* WHAT THE EXERCISE ASKS: Repeat back every line of the data, exactly.

SUPPLIED INFORMATION START

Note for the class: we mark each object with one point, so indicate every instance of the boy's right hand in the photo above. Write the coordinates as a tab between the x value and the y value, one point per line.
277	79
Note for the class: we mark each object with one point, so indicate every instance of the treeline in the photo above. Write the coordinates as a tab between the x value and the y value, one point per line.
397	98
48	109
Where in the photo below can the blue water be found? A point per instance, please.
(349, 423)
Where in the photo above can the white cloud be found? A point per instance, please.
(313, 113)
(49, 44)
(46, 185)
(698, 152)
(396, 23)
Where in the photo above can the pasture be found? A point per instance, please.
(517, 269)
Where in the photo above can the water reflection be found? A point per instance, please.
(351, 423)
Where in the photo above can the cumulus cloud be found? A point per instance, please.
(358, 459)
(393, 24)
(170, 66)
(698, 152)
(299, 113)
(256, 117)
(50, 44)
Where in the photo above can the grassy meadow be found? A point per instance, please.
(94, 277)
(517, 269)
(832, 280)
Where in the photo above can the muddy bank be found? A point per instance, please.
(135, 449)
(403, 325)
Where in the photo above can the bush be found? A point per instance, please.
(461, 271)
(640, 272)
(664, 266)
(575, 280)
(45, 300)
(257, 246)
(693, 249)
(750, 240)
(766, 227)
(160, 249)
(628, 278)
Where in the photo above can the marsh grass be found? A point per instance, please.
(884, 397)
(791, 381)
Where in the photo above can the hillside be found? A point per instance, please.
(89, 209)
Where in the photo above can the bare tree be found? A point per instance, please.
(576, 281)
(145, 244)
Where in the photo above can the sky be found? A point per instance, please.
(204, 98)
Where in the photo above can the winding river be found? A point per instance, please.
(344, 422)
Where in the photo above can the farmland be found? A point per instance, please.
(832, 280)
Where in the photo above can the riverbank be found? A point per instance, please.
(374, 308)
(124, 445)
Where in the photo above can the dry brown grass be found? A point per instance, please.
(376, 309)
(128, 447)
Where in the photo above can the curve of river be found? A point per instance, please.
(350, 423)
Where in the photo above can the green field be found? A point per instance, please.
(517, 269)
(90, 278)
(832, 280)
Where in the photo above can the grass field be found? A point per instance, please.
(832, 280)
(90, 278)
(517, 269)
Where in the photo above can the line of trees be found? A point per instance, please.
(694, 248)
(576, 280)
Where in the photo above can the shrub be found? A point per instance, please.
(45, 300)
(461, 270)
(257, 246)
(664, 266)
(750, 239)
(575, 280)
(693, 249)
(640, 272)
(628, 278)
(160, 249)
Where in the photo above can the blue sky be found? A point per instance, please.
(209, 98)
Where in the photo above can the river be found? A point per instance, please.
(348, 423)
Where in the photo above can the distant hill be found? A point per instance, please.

SUPPLIED INFORMATION END

* WRITTEN ANSWER:
Note for the class: we mark each object with one point, so indicate every instance of the boy's right hand in the photo above. Write the coordinates as a tab between the x value and the y value, one point per line.
277	79
Note for the class: we mark each object with one point, so indicate every instance of the treeline in the photo above. Write the coordinates as a tab between the x value and the y value, one point per line.
397	98
48	109
Where in the photo below can the blue water be found? A point per instance, please.
(349, 423)
Where in the photo above can the white cloud be found? A point per instance, please.
(313, 113)
(49, 44)
(46, 185)
(698, 152)
(396, 23)
Where in the photo above can the pasture be found? A point per instance, please.
(517, 269)
Where in the photo above can the water reflection be found? A point per instance, please.
(351, 423)
Where in the photo above can the cumulus cloud be found? A point per instance, please.
(358, 459)
(393, 24)
(170, 66)
(698, 152)
(299, 113)
(256, 117)
(50, 44)
Where in the photo above can the grassy meadow be found? A point per instance, please.
(94, 277)
(517, 269)
(832, 280)
Where in the photo above can the muddy bank be found? A point per instance, please.
(135, 449)
(403, 325)
Where in the photo above can the bush be found? A point per instance, please.
(461, 271)
(640, 272)
(664, 266)
(575, 280)
(45, 300)
(257, 246)
(693, 249)
(750, 240)
(766, 227)
(160, 249)
(628, 278)
Where in the photo above can the marsh grass be found? A point per instance, please.
(884, 397)
(791, 381)
Where in the photo above can the hillside be found? A point per instance, please.
(89, 209)
Where in the photo above can the bare tree be found? A point per instance, please.
(576, 281)
(145, 244)
Where in the photo above can the sky be found? A point per instance, please.
(204, 98)
Where in the photo above can the winding river be found? A point per instance, please.
(344, 422)
Where in the photo above can the farmland be found? A point per instance, please.
(832, 280)
Where in the photo above can the riverbank be found? A point per instance, please.
(374, 308)
(124, 445)
Where in the photo above can the dry brown grass be found? A point per instance, please.
(376, 309)
(128, 447)
Where in the photo above can the curve of river be found? A point per instance, please.
(350, 423)
Where in the photo above can the green field be found? A point per instance, please.
(517, 269)
(90, 278)
(832, 280)
Where in the photo above can the grass field be found? A point per instance, please.
(832, 280)
(90, 278)
(517, 269)
Where in the photo above can the line of trees be found? A point per instance, please.
(694, 248)
(576, 280)
Where in the photo above can the shrub be found? A point per instance, please.
(45, 300)
(461, 270)
(257, 246)
(664, 266)
(750, 239)
(575, 280)
(693, 249)
(640, 272)
(628, 278)
(160, 249)
Where in the photo above can the blue sky be found? A point per instance, please.
(209, 98)
Where in the photo above can the river be found? A point per instance, please.
(348, 423)
Where in the photo above can the distant hill be found? A point per instance, please.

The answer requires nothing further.